** Work instructions **
Write the data from the line containing "the photo below" through the line containing "Query: camera lens icon" as a JSON list of strings, one string per line, leaving out blank lines.

** Input records **
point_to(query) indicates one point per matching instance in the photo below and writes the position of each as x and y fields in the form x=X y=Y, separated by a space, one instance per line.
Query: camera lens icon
--
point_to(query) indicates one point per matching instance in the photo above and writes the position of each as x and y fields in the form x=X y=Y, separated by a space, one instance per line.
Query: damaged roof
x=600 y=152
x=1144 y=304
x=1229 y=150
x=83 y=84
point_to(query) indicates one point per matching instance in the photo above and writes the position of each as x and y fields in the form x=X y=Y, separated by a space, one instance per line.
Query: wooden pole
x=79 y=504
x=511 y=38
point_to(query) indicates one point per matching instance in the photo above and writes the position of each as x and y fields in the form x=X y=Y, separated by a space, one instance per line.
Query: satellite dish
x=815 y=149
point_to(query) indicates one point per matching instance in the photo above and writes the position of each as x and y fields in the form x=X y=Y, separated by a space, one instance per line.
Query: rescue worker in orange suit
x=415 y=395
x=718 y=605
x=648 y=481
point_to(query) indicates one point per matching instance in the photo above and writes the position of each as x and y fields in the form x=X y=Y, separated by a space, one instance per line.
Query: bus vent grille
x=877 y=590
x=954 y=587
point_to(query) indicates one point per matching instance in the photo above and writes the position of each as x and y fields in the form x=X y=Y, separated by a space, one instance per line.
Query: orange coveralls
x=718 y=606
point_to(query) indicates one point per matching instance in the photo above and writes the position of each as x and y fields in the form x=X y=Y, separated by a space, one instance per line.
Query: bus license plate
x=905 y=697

** Exercise response **
[
  "point_to(query) indicates one point per matching instance in the photo below and writes the position of each as x and y fields in the form x=X y=Y, separated by a space, one instance per line.",
  "Query: camera lens icon"
]